* Start *

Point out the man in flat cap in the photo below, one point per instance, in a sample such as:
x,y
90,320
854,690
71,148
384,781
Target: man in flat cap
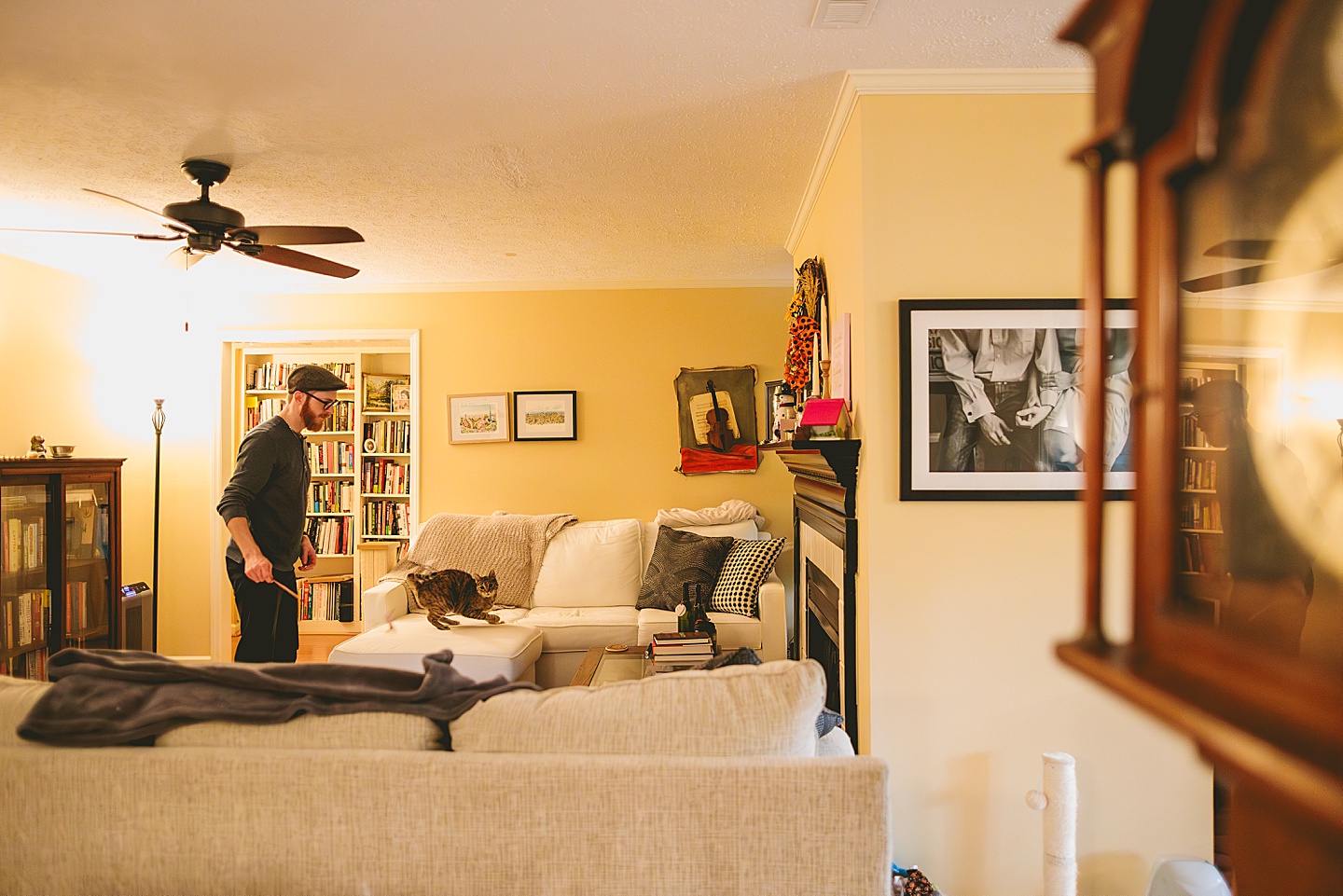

* End *

Copy the entire listing above verbatim, line for line, and omit the picture.

Point out the man in flat cap in the photo below, one point per instance, in a sample such as:
x,y
90,320
854,690
71,148
384,781
Target: man in flat cap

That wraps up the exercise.